• **EXERCISES**
1) Write out the passage of the FAR 52.247-62 summary from "State estimated destination" to "or contract schedule.".
2) Answer these questions about the FAR 52.247-62 summary:
(a) For evaluating f.o.b. destination offers, what quantity must the Government estimate?
(b) What must be adjusted if actual shipment quantities differ from the estimates and that changes transportation costs?
(c) Where should the estimated destination quantities be included?
3) Continue the FAR 52.247-62 summary after its final sentence.

[Opening STUDY TEXT section]

FAR 52.247-62—Specific Quantities Unknown.
Plain-English Summary
FAR 52.247-62, Specific Quantities Unknown, is a transportation-pricing clause used when the Government knows the total requirements and the destinations for shipments, but cannot determine in advance how much will go to each destination. The clause is tied to the evaluation of f.o.b. destination offers and requires the Government to state estimated quantities by destination so offers can be compared on a common basis. It also establishes that if actual shipment quantities to each destination differ from the estimates and that difference changes transportation costs, the contract price or transportation charges must be adjusted appropriately. In practice, this clause helps prevent unfair pricing distortions when shipment patterns are uncertain, while protecting both parties from being locked into transportation costs that no longer reflect actual delivery quantities. It is especially important in contracts where delivery locations are known but the distribution of quantities among those locations may shift during performance.
Key Rules
Use when quantities by destination are unknown
This clause applies when the Government knows the total requirement and the destinations, but cannot predetermine the exact quantity that will ship to each destination. It is intended for solicitations and contracts where destination-specific shipment quantities are uncertain at award.
State estimated destination quantities
For evaluation of f.o.b. destination offers, the Government must estimate the quantity expected to ship to each listed destination. Those estimates are used to compare offers and should be included in the solicitation or contract schedule.
Evaluate offers on estimated shipments
The estimated quantities by destination are part of the basis for evaluating transportation costs in f.o.b. destination pricing. This ensures offerors are competing on the same assumed shipment pattern rather than on unknown future allocations.

[Closing STUDY TEXT section]
[Opening RECORD EXTRACTS section]

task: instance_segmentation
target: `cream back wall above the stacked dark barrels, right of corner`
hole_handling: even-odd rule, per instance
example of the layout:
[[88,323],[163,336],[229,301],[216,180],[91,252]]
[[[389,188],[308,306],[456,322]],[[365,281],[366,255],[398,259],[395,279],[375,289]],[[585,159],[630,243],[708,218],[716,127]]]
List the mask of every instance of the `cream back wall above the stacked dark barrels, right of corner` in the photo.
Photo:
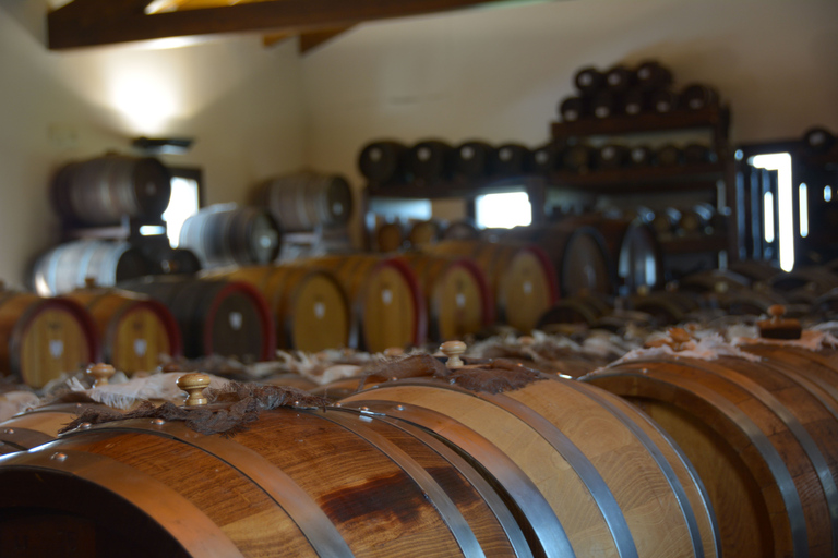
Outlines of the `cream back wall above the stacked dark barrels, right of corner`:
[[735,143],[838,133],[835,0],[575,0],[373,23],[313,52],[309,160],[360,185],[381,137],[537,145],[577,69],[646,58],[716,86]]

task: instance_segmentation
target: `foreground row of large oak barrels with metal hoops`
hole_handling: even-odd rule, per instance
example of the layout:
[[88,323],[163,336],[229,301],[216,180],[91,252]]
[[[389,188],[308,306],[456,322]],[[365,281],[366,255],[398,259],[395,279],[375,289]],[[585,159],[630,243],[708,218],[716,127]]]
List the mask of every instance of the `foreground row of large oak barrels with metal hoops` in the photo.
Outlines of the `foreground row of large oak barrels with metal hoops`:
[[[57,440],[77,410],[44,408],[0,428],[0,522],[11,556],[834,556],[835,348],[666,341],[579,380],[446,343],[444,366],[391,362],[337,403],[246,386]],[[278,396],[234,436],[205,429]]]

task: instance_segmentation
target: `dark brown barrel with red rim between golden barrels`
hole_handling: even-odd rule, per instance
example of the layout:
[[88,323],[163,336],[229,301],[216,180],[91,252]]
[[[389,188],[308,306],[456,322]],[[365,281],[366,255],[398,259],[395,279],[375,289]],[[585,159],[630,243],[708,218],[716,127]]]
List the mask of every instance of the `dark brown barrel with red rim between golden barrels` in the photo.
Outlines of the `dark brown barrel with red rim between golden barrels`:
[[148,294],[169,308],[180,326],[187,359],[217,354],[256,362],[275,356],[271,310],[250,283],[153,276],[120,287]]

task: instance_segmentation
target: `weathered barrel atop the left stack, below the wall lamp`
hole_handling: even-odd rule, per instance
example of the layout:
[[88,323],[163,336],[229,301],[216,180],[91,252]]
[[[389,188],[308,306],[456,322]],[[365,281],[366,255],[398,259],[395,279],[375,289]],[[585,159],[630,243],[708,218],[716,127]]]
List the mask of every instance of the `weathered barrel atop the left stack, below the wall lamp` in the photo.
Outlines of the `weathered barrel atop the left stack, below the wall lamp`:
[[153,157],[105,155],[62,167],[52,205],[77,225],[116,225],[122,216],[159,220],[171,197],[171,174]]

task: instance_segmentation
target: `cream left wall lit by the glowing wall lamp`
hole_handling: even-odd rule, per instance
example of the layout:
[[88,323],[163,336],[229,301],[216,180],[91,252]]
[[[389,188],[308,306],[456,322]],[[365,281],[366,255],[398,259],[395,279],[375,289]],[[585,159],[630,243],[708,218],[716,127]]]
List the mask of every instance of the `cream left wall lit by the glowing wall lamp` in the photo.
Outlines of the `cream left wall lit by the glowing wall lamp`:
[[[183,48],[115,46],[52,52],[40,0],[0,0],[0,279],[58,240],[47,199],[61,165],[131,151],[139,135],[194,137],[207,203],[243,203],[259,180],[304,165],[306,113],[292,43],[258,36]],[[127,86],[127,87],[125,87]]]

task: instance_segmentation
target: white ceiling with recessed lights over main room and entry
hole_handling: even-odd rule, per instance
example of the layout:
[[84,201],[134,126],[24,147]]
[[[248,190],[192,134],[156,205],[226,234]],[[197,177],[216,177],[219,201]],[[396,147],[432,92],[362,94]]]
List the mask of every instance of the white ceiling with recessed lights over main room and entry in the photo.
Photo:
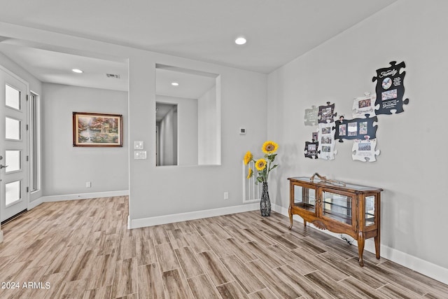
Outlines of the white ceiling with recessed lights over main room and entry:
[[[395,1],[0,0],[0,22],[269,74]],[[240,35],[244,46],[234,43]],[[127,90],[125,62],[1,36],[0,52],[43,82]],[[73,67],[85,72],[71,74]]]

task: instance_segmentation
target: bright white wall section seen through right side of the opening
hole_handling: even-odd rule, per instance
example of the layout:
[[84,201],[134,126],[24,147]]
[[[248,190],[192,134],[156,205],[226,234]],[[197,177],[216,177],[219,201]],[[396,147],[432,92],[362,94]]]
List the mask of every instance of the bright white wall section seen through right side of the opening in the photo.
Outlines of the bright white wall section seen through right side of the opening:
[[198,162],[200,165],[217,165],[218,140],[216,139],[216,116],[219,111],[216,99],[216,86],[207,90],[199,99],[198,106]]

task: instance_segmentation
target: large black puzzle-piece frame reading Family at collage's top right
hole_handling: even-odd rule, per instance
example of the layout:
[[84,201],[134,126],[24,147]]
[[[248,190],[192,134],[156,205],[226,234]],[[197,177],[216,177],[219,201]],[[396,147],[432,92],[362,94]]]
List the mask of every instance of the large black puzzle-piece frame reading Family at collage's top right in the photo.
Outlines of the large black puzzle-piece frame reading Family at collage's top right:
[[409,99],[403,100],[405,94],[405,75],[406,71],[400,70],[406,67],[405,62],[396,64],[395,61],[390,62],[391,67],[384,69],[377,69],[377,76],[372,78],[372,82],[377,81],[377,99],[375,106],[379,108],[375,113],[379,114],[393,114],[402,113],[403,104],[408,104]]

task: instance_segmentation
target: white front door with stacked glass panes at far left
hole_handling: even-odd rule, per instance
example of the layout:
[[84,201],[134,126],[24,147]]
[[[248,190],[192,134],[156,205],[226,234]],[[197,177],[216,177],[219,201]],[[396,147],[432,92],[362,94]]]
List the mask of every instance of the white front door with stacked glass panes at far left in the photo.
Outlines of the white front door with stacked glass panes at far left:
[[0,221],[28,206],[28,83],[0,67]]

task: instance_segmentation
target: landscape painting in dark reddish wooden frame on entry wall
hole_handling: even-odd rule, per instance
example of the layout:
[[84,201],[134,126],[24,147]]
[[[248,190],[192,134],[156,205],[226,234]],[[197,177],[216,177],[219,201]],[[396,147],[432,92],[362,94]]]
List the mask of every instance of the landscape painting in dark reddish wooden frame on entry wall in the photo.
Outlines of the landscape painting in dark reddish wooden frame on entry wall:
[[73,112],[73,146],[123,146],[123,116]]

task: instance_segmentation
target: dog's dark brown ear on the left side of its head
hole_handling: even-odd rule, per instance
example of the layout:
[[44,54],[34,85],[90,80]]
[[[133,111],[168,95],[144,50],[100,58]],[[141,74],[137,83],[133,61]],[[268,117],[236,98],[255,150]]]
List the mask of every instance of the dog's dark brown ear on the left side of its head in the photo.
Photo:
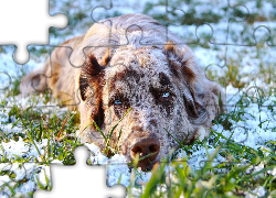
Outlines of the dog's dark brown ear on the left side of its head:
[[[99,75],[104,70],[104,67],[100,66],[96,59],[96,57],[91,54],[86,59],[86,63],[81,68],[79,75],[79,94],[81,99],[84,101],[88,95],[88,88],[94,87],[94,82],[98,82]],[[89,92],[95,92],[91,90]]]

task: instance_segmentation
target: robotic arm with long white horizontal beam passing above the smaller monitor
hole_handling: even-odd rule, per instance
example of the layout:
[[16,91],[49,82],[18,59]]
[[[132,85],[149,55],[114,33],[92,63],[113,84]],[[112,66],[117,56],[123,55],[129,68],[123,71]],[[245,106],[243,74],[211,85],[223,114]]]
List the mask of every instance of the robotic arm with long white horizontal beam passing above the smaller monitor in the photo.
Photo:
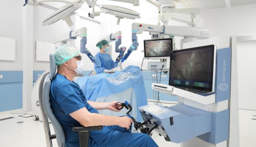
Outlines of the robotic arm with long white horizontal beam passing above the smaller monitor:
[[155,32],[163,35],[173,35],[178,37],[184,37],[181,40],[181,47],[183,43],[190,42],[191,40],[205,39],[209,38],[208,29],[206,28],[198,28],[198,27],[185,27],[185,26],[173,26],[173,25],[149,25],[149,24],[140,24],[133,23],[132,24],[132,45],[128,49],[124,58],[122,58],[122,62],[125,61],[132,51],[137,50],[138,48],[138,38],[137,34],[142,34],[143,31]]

[Closing RECORD EXTRACTS section]

• **ANSWERS FOR THIS EXERCISE**
1)
State estimated destination quantities
For evaluation of f.o.b. destination offers, the Government must estimate the quantity expected to ship to each listed destination. Those estimates are used to compare offers and should be included in the solicitation or contract schedule.

2)
(a) The quantity expected to ship to each listed destination.
(b) The contract price or transportation charges.
(c) In the solicitation or contract schedule.

3)
Adjust for actual shipment variation
If the actual quantity shipped to a destination differs from the estimate and the difference changes transportation costs, an appropriate adjustment must be made. The clause does not fix transportation charges rigidly when the underlying shipment pattern changes materially.
Protect both parties from cost distortion
The clause is designed to protect both the Government and the contractor during performance. It prevents either side from bearing an unfair transportation-cost burden caused by shipment quantities that differ from the estimates used at award.
Responsibilities
Contracting Officer
Include the clause in solicitations and contracts when the conditions for its use are met. Provide estimated quantities by destination for evaluation purposes and ensure the contract administration process allows appropriate transportation-cost adjustments if actual shipments vary from the estimates.
Government/Agency
Develop reasonable destination-by-destination quantity estimates based on the best available information. Monitor actual shipment patterns during performance and support any required transportation-cost adjustment when the variance affects cost.
Contractor
Price the offer using the Government’s estimated destination quantities and perform shipments under the contract as directed. Track actual shipment quantities and request or support an adjustment when the variance changes transportation costs.
Practical Implications
This clause matters most in f.o.b. destination contracts where freight cost depends on how much goes to each destination, not just the total quantity.
A common pitfall is using unrealistic destination estimates, which can distort competition and create disputes later over transportation-cost adjustments.
Contractors should preserve shipment and freight records so they can show how a change in destination quantities affected costs.
Contracting officers should make sure the solicitation clearly identifies the estimated quantities by destination; vague estimates can undermine the evaluation basis.
When actual shipments differ from estimates, the key issue is not just the quantity change itself, but whether that change actually altered transportation costs.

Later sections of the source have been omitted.